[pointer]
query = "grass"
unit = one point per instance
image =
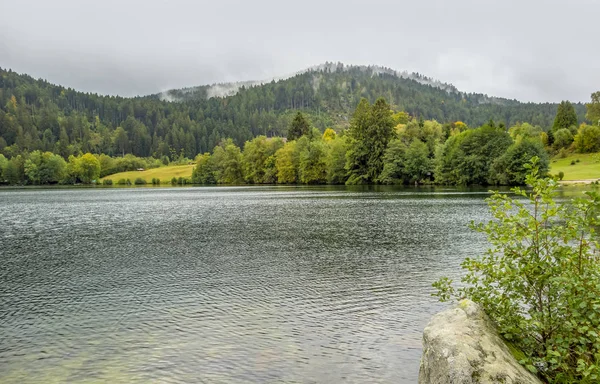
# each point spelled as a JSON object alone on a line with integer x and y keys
{"x": 165, "y": 174}
{"x": 588, "y": 166}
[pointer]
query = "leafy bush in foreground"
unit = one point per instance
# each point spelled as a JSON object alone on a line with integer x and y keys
{"x": 540, "y": 280}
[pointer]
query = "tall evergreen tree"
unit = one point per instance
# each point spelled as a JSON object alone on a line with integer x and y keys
{"x": 371, "y": 129}
{"x": 566, "y": 116}
{"x": 298, "y": 127}
{"x": 593, "y": 109}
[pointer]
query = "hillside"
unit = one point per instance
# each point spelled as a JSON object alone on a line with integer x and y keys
{"x": 35, "y": 114}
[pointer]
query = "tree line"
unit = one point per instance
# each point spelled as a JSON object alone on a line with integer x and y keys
{"x": 380, "y": 146}
{"x": 37, "y": 115}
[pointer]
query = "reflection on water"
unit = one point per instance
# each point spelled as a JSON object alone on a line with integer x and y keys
{"x": 225, "y": 284}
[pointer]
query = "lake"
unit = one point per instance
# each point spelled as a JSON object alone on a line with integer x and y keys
{"x": 225, "y": 285}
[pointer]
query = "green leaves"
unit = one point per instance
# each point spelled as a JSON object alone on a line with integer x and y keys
{"x": 540, "y": 280}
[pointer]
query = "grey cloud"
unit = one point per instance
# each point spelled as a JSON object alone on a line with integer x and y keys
{"x": 532, "y": 50}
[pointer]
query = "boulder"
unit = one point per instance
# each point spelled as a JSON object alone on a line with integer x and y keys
{"x": 462, "y": 346}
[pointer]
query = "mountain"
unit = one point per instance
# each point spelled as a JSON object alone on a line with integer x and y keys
{"x": 35, "y": 114}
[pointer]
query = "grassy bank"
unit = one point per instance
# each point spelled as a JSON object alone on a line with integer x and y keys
{"x": 578, "y": 166}
{"x": 165, "y": 174}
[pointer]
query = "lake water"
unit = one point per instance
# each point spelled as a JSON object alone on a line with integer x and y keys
{"x": 225, "y": 285}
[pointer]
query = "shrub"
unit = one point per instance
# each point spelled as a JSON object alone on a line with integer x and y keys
{"x": 540, "y": 281}
{"x": 562, "y": 153}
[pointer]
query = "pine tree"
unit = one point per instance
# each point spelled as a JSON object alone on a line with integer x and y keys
{"x": 298, "y": 127}
{"x": 566, "y": 116}
{"x": 371, "y": 129}
{"x": 593, "y": 109}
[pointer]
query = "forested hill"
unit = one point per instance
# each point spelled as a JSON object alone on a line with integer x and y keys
{"x": 35, "y": 114}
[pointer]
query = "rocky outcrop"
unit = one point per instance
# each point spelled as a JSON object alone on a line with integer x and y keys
{"x": 461, "y": 345}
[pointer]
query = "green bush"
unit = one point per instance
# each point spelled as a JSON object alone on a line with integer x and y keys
{"x": 540, "y": 280}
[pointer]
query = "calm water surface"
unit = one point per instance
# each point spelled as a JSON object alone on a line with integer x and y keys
{"x": 225, "y": 285}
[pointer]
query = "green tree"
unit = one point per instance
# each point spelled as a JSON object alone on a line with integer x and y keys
{"x": 593, "y": 109}
{"x": 336, "y": 161}
{"x": 298, "y": 127}
{"x": 466, "y": 158}
{"x": 3, "y": 164}
{"x": 121, "y": 140}
{"x": 255, "y": 155}
{"x": 512, "y": 167}
{"x": 563, "y": 138}
{"x": 286, "y": 162}
{"x": 525, "y": 131}
{"x": 204, "y": 171}
{"x": 540, "y": 280}
{"x": 566, "y": 117}
{"x": 370, "y": 131}
{"x": 418, "y": 165}
{"x": 227, "y": 158}
{"x": 312, "y": 166}
{"x": 88, "y": 168}
{"x": 587, "y": 139}
{"x": 394, "y": 170}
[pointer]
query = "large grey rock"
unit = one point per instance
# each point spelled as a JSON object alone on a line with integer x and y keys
{"x": 461, "y": 346}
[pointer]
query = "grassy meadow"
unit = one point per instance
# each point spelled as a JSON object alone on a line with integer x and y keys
{"x": 588, "y": 166}
{"x": 165, "y": 174}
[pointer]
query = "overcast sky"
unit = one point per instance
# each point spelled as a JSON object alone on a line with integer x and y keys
{"x": 531, "y": 50}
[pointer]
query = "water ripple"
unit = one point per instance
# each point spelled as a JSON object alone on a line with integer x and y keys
{"x": 235, "y": 285}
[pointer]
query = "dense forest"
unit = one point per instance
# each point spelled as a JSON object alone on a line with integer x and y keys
{"x": 419, "y": 124}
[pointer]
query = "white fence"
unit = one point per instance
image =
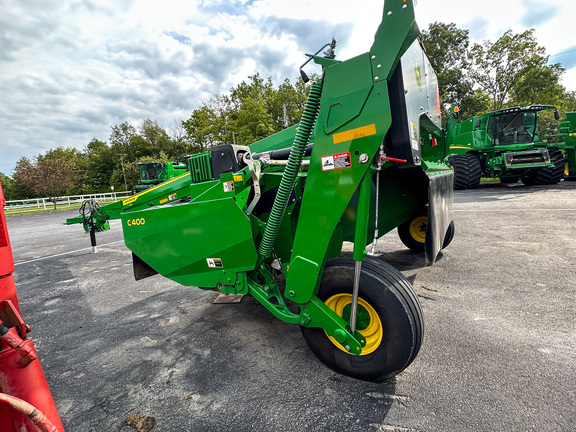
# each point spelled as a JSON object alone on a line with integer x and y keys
{"x": 35, "y": 204}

━━━━━━━━━━━━━━━━━━━━━━━━━━━━━━

All records should be output exactly, with the pictures left out.

[pointer]
query = "grass"
unit = one point per instance
image =
# each point spelled as a JSON object alone on a line with integer x and y keys
{"x": 165, "y": 174}
{"x": 588, "y": 166}
[pointer]
query = "leafy bush in foreground"
unit = one point per instance
# each point spelled as a JSON object alone on a line with integer x and y keys
{"x": 540, "y": 280}
[pointer]
query = "tall evergreen tree"
unit = one point per instance
# each point spelled as a JSON object alone on a line with integer x and y keys
{"x": 371, "y": 129}
{"x": 566, "y": 116}
{"x": 298, "y": 127}
{"x": 593, "y": 109}
[pointer]
query = "hillside"
unit = one point per instance
# each point spelled as a JSON object alone on a line with integer x and y keys
{"x": 35, "y": 114}
[pointer]
query = "tree line"
unit = one point per instance
# each point spelled as a JSON object alone on a line with integer x and y keys
{"x": 380, "y": 146}
{"x": 37, "y": 115}
[pointer]
query = "reflection on water"
unit = one point per instance
# each point spelled as a JSON object alone on a line with integer x and y keys
{"x": 225, "y": 284}
[pointer]
query = "lake"
unit = one point per instance
# each point spelled as a JSON object alone on a line with integer x and y keys
{"x": 225, "y": 285}
[pointer]
query = "green leaves"
unit = one point per instance
# each point spelled as a JSON object alone on a line with integer x and y keys
{"x": 540, "y": 280}
[pointer]
query = "grey cloud"
unit = one point per instance
# each point spelled as a JSON object alone on a line with integer x and y keys
{"x": 532, "y": 50}
[pointer]
query = "boulder"
unit = one point per instance
# each point spelled as a JSON object alone on a line with integer x and y keys
{"x": 462, "y": 346}
[pointer]
query = "mountain"
unit = one point per instance
# each point spelled as a JSON object alone on a line with integer x and y keys
{"x": 35, "y": 114}
[pointer]
query = "grassy bank"
unit = one point per instance
# each point spelled as a JSON object alone on a line with integer x and y keys
{"x": 578, "y": 166}
{"x": 165, "y": 174}
[pointer]
query = "lake water"
unit = one point per instance
# each point spelled as a JSON object alone on a line with integer x and y keys
{"x": 225, "y": 285}
[pointer]
query = "shrub"
unit = one point per instance
# each point spelled as a JSON object alone on a line with integer x and y keys
{"x": 540, "y": 281}
{"x": 562, "y": 153}
[pointer]
query = "pine tree"
unit = one point per instance
# each point spelled as a JSON object alone on a line with integer x and y keys
{"x": 298, "y": 127}
{"x": 566, "y": 116}
{"x": 371, "y": 129}
{"x": 593, "y": 109}
[pointer]
query = "forested hill"
unit = one point per instance
# each point spelled as a JSON object alone on a line with integer x and y keys
{"x": 35, "y": 114}
[pointer]
query = "rocky outcrop"
unit = one point per instance
# each point spelled as a JSON object alone on a line with integer x and y keys
{"x": 461, "y": 345}
[pointer]
query = "green bush"
unit = one point per instance
# each point spelled as a JSON object alone on a line with integer x and y keys
{"x": 540, "y": 280}
[pointer]
query = "calm water surface"
unit = one point per instance
# each point spelled as a JSON object alone on a line with integer x and y keys
{"x": 225, "y": 285}
[pointer]
query = "green tree"
unit = one point per instance
# each point spelled as a JSON object alone on a line with integer x and y keys
{"x": 593, "y": 109}
{"x": 336, "y": 161}
{"x": 298, "y": 127}
{"x": 466, "y": 158}
{"x": 3, "y": 164}
{"x": 121, "y": 140}
{"x": 255, "y": 155}
{"x": 512, "y": 167}
{"x": 563, "y": 138}
{"x": 286, "y": 162}
{"x": 525, "y": 131}
{"x": 204, "y": 171}
{"x": 540, "y": 280}
{"x": 566, "y": 117}
{"x": 370, "y": 131}
{"x": 418, "y": 165}
{"x": 227, "y": 158}
{"x": 312, "y": 166}
{"x": 88, "y": 168}
{"x": 587, "y": 139}
{"x": 394, "y": 170}
[pointer]
query = "large grey rock"
unit = one point per instance
# each point spelled as a JSON object alone on a line with integer x and y keys
{"x": 461, "y": 346}
[pointer]
query = "grassy meadow"
unit = one point per instance
# each point spelled as a JSON object alone on a line with integer x and y keys
{"x": 588, "y": 166}
{"x": 165, "y": 174}
[pointer]
query = "overcast sky"
unit = one point per instance
# each point spelled as a JSON object alone on a line with integer x and y keys
{"x": 531, "y": 50}
[pointer]
query = "water ripple"
unit = one point per instance
# each point spelled as a JSON object alone on a line with integer x and y keys
{"x": 235, "y": 285}
[pointer]
query = "dense forest"
unit = one point per instance
# each point spelled as a JSON object alone on a line with integer x and y keys
{"x": 419, "y": 124}
[pointer]
query = "white fence"
unit = one point per instance
image =
# each point spelled as a JSON object alone on a line with integer x and y keys
{"x": 35, "y": 204}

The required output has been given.